DOCUMENT SECTION:

SB: Our primary goal is to help build a local arts ecosystem that works for artists, cultural workers and local residents of colour. We aim to do that by holding space in Elephant & Castle and Southwark more broadly so that the contribution of local communities of colour is recognised and valued. In our function-fluid spaces, we deliver five key activities: artist development, artist care, financial empowerment, cultural exchange and cultural celebration. This means we use our space and resources to provide opportunities for our family to develop. We operate in ways that centre wellbeing for a sustainable creative practice. We are building a network that is no longer dependent on institutions and individuals motivated by profit or other extractive processes. We focus on distributing and creating knowledge that helps the family to support each other and finally, we actively celebrate the culture of our family at every opportunity for collective inspiration. Working with these values is our way of contributing to a better future.
INT: What other organisations are out there like yours, and what sets yours apart?
Tony Badu: There are so many amazing organisations using the arts to combat structural inequalities and what sets us apart is how willing they’ve all been to help us develop. 198 Contemporary Arts & Learning, Iniva, and The Africa Centre & Black Cultural Archives all prove that endurance is essential. Slow solid work is what shifts the dial and these organisations play a crucial intergenerational role. 198 have been especially inspiring and supportive. Their sense of place and history is interwoven in all they do and you won’t find many independent UK arts organisations who own the freehold on their physical space, especially in an area as hotly contested as Brixton – so we have a lot to learn from Lucy and her team!
We also couldn’t have started without the inspiration of our peers and contemporaries like Limbo Accra, the experimental Ghanaian spatial design studio who taught me how to world-build; and Eating at the Same Table, run by the inimitable Rochelle White and Culture Art Society, who thanks to Awa’s radical archival practice have been educating the sector on Africa’s radical art traditions for nearly a decade. We also really admire innovators at the intersection of arts, education, the built environment and local governance like Kin Structures, Race Space Architecture and Freedom & Balance.
INT: What are the major challenges you’re facing?

(Records from a dataset)
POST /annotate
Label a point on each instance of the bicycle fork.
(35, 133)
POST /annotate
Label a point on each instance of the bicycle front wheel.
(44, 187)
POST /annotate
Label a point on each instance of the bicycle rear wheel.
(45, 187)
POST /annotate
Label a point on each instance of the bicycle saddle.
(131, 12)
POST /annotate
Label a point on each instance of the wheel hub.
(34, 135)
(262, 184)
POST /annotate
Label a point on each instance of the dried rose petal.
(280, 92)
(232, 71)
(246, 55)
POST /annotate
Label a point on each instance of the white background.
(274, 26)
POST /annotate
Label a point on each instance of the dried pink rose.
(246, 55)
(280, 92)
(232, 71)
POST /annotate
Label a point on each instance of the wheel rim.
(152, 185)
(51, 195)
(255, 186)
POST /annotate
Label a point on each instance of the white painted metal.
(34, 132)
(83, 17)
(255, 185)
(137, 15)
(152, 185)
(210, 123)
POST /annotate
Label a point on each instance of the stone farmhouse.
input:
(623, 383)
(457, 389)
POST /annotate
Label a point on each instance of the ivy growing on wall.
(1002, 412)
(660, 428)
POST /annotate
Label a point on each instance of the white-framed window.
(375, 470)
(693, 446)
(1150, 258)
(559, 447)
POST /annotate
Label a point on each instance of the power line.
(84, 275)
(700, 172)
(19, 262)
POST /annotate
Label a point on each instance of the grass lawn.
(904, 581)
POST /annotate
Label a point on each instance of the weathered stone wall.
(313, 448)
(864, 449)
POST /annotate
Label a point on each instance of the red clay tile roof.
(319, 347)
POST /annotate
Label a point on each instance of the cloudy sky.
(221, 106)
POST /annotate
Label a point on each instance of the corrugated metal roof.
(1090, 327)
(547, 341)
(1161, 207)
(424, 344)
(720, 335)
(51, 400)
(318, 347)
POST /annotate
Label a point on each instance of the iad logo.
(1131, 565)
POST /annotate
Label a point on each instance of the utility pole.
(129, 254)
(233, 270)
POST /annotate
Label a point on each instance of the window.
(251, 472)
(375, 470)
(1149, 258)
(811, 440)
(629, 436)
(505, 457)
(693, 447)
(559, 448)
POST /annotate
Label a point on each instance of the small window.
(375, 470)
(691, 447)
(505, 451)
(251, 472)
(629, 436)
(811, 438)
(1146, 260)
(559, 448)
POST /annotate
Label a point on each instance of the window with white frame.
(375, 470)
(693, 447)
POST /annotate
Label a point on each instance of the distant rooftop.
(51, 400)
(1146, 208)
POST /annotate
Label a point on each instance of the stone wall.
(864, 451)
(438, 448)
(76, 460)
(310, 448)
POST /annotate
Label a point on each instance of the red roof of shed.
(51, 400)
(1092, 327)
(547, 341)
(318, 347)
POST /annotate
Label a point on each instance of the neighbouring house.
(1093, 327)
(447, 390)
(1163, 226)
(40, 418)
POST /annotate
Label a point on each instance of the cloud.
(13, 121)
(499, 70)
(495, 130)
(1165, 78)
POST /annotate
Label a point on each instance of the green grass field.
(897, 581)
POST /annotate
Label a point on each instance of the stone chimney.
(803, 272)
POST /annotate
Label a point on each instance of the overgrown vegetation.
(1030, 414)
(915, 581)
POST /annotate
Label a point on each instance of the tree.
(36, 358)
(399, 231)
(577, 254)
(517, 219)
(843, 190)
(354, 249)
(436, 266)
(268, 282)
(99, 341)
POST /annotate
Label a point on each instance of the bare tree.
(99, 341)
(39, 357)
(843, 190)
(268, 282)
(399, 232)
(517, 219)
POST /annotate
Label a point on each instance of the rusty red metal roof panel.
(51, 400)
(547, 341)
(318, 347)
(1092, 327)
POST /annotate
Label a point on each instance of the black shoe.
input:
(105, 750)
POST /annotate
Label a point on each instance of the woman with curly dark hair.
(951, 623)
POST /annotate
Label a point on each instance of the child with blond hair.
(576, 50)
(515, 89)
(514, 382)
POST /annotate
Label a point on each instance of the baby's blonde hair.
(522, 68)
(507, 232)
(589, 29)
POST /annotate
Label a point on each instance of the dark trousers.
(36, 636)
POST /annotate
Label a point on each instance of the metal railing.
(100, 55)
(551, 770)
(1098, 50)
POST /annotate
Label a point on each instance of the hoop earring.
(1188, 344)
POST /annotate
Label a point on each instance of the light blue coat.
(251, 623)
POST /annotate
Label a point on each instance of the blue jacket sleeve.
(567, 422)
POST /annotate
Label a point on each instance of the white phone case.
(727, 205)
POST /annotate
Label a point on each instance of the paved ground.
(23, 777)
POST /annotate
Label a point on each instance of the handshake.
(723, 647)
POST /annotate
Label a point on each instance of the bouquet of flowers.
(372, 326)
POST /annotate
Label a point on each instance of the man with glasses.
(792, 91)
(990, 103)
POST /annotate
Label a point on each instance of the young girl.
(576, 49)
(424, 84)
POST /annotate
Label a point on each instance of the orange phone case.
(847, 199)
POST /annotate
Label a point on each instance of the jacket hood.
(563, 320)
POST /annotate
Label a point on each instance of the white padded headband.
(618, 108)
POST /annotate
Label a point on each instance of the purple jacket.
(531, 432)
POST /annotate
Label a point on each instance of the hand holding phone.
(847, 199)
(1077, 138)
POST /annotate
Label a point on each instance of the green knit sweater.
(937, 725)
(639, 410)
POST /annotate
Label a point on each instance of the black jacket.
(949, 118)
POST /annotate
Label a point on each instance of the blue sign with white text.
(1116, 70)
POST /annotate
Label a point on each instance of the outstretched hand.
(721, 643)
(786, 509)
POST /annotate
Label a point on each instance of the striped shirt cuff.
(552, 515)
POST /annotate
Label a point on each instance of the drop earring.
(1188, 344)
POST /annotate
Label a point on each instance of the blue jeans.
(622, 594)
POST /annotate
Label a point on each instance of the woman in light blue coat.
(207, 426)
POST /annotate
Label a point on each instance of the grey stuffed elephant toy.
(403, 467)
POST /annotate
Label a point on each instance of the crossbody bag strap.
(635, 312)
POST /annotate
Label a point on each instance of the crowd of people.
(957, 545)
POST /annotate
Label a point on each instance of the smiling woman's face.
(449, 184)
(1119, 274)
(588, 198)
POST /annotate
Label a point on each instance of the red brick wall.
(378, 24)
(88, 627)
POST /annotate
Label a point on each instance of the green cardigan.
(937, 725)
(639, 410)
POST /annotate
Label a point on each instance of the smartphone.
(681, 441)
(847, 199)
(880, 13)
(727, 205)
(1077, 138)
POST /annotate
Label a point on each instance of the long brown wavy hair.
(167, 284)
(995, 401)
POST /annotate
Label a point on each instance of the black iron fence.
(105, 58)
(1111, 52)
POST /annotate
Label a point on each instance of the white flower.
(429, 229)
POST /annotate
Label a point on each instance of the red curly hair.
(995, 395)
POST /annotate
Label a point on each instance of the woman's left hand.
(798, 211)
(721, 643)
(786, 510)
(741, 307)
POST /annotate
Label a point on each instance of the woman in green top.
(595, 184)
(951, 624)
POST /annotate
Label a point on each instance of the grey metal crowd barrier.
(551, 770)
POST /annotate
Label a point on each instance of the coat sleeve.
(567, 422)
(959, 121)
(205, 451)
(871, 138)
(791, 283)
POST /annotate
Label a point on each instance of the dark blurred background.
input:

HOW TO COMPLETE THIS TASK:
Carry on the interview about the Elephant & Castle arts organization from its last line, the question on major challenges.

RESPONSE TO THE EXERCISE:
TB: The constant threat of returning to the same old same old. The recent government commission on institutional racism shows how slippery old structures can be to reassert certain logics, ideology or perceptions. Positioning inequality as an individual's shortcomings or alluding to certain racialised cultures failure to “move on” or “pull themselves up by the bootstraps” is tired, dangerous and it’s racist. It’s a refusal to use your brain and really examine the power structures we are all subject to, because the same old same old maybe benefits you, for now... With dumb logic like that whirling around the media, it’s really easy for gatekeepers in the creative sector to shift responsibility onto minorities to tackle the structural inequality they face. So kindly and politely resist ignorance when it meets you.
INT: What can the creative industry do to support your mission?
Tony and Senam: After last year's events, we need creative sector allies to keep acting on the spirit of openness, to keep publicly reflecting on their own complicity and to deliver the direct actions that improve on quality of life for artists, cultural workers and local communities of colour. Supporting low paid workers of colour who were fighting for furlough or hazard pay or rent holidays during the pandemic shouldn’t stop when the Euros are on – so cancel your office summer party.
Redistributing resources away from grotesquely inflated director level salaries is a common sense move. The more people you take in who don’t look, think and speak like your directors, the more likely you are to cultivate a creative ecosystem that’s diverse and more sustainable. Just remember to pay us fairly and work with, not against our concerns.